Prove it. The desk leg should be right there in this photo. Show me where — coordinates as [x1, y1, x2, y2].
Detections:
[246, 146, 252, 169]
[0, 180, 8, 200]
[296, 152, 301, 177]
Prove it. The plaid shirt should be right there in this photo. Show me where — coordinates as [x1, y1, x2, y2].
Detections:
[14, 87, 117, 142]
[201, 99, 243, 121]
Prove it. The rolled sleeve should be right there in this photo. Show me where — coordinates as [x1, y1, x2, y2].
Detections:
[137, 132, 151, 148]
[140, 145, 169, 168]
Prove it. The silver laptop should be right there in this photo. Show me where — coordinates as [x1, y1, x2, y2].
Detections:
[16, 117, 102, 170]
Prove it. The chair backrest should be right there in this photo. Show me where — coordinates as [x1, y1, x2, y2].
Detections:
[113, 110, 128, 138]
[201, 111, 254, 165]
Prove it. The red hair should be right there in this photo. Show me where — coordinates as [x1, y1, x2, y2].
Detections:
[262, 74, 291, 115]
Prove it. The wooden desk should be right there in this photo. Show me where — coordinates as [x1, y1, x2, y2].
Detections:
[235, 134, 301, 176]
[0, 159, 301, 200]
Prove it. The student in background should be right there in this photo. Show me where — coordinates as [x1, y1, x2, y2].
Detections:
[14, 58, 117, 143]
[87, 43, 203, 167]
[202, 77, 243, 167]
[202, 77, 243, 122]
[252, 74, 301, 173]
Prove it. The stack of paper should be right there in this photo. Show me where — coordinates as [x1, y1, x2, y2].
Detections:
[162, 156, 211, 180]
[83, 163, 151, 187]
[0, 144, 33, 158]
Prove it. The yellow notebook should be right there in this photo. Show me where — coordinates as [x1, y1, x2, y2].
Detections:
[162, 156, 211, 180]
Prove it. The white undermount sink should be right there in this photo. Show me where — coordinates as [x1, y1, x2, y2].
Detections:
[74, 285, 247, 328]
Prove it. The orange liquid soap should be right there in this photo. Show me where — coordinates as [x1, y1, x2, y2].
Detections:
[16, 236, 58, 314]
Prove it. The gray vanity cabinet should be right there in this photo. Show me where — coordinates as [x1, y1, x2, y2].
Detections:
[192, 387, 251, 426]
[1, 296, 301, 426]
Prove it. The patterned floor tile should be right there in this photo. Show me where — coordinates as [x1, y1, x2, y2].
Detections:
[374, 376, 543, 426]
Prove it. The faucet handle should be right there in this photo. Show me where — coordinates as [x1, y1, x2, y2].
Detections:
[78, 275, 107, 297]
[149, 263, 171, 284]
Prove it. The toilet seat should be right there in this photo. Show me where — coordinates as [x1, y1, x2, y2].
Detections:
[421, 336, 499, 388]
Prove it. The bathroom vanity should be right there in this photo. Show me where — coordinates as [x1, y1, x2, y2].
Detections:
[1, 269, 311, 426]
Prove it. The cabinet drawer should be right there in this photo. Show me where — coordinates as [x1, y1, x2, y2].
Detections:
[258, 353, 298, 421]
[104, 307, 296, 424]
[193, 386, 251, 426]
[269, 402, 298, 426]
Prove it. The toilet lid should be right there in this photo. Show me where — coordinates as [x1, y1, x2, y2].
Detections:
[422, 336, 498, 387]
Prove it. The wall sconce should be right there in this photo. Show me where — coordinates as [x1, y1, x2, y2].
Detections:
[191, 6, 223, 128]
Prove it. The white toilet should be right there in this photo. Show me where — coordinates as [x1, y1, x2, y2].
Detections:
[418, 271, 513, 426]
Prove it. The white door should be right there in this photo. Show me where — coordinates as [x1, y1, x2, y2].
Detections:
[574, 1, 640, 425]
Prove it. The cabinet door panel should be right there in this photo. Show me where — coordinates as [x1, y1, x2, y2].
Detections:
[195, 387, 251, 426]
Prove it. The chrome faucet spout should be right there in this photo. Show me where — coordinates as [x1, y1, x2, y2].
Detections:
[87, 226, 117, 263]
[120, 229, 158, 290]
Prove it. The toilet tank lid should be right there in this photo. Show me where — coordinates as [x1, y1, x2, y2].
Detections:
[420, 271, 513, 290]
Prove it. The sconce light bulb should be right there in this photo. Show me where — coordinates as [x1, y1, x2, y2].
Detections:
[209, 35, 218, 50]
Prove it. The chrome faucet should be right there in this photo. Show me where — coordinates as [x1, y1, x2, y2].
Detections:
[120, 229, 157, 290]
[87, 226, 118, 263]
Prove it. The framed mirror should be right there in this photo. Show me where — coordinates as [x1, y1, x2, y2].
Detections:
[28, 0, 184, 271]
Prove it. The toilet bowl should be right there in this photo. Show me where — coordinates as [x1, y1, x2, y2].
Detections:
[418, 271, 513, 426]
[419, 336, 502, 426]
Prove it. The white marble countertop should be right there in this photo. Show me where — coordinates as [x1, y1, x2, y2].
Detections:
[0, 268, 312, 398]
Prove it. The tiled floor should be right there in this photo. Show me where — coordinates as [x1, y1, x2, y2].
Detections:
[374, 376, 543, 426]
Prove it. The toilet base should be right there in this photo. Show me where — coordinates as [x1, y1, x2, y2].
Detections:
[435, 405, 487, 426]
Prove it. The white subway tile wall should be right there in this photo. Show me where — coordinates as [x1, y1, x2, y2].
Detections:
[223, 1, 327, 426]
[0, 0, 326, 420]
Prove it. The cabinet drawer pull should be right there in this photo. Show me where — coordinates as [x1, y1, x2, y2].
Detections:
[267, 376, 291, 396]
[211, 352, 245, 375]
__________________________________________________
▶ **Prompt**
Turn the stretch of lines from the one containing "Prove it. The chair" through the one containing "[0, 159, 301, 200]" into a JSON list of strings, one string per line, leaving out any blank lines.

▶ **Result of the exercise**
[
  "Prove it. The chair backrest should be right there in this photo. Show me where — coordinates as [x1, y1, x2, y2].",
  "Detections:",
  "[113, 110, 128, 138]",
  "[201, 111, 254, 165]",
  "Prove it. The red hair should be right there in this photo. Show me where — coordinates as [x1, y1, x2, y2].",
  "Detections:",
  "[262, 74, 291, 115]",
  "Prove it. The wooden desk should be right there in this photo. Show me where — coordinates as [x1, y1, x2, y2].",
  "Detections:",
  "[235, 134, 301, 176]",
  "[0, 159, 301, 200]"
]